> [TASK DIRECTIONS]: Can you carry on the essay about cultural abundance and the age of lists, starting after its last sentence? The data that follows the essay is not part of it.

> [QUOTED PASSAGE]:
********************
We live in the age of lists. The range of culture available to us is staggering, the cost of consuming it less than ever before. Confronted with such overwhelming abundance, we long for the means to impose order upon it. And that’s why we scour the Best-Ofs compiled by anyone with a trace of expertise for guidance. Because, even if we are blessed with unprecedented access to books, music, film and television, we don’t have the time to sort through these riches on our own.
In a sense, this condition is simply the latest iteration of a predicament that has always shadowed modernity: the more our horizons expand, the more difficult it is to find the resources to explore them. For centuries, the principal impediment to cultural discovery was financial. Unless you were wealthy or the beneficiary of someone who was, there were limits to the acquisition of knowledge.
As the role of the critic became institutionalized in the world of print, this patronage was extended to those lucky individuals who wrote for reputable newspapers and magazines. In the preface to his very first consumer guide in 1969, longtime Village Voice popular music critic Robert Christgau spelled out the consequences. “Unless you are very rich and very freaky, your relationship to rock is nothing like mine.” The reason? His position made it possible for him to know far more than the average consumer possibly could.
“I’m not you.” He explains. “By profession, I am surfeited with records and live music. Virtually every rock LP produced in this country is mailed to me automatically, and I’m asked to go to more concerts than I can bear. I own about 90 percent of the worthwhile rock albums released since the start of the Beatles era, and I occasionally play every one of them.”
Well into the 1990s, this imbalance was still an integral part of the music business. Unless you were “very rich and very freaky,” were an established critic like Chistgau, or had the privilege of working at radio station, it was extraordinarily difficult to become a true expert.
With the rise of Napster, though, this barrier started to crumble. Fifteen years on, after waves of illegal file sharing, services like Spotify have made this revolution in learning safe for everyone. For a few dollars a month, anyone who really wants to be an expert on some aspect of music can be one.
The model for this world of access is not new, of course. Lending libraries have long made it possible for people of modest means to build their knowledge of books. The difference today is that, while the public sphere has been shrinking steadily in most nations, putting intense pressure on all government-sponsored services, a combination of technological advances and market forces have extended the principle of “borrowing” to all forms of popular culture. Whether Spotify, YouTube, Netflix or Project Gutenberg, the means of acquiring direct experience of cultural goods has never come cheaper.
********************
> [SOURCE EXCERPT]:
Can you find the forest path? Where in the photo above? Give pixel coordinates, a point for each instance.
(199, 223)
********************
> [SOLVED EXERCISE]:
Just as the line between public and private has become more fluid, so have the ones dividing professional from amateur and expert from novice. The distinction still matters, but it is no longer grounded so firmly in conditions of inequality. There are still plenty of people who make their living exclusively in the arts. Even those cultural domains most vulnerable to the rise of volunteer labor, such as popular music criticism, still boast full-time employment. But the aura of legitimacy that used to distinguish the output of those positions from the rest of public opinion has faded to the point of becoming imperceptible.
Can anything worthwhile take its place? When we confront an intimidating excess, not only of cultural offerings, but of the end-of-year lists that purport to make sense of them, paralysis is a natural response. And, while the creation of “meta” lists can help, the specter of infinite regress is impossible to ignore. We need guidance, not only on how to spend our free time, but on the proliferation of aids intended to save it: guidance on our guidance.
Personally, as much as I enjoy poring over the lists that circulate at this time of year, I find that their sheer quantity leads to diminishing returns. I’m especially frustrated by the sort that pare everything down to a minimum, the lists that merely showcase the skeletons of pleasure, without the unruly flesh that made it possible. In the end, I realize, I care less about what someone holds in high regard than the reason why they do so.
I also weary of those who act as though it were still possible to occupy the rarified place that Robert Christgau did in 1969. No, expertise is not parceled out evenly in our society. But the time when a secular priesthood could claim special access to cultural knowledge is over. Anybody who cares enough can acquire expertise on a subject, regardless of pedigree.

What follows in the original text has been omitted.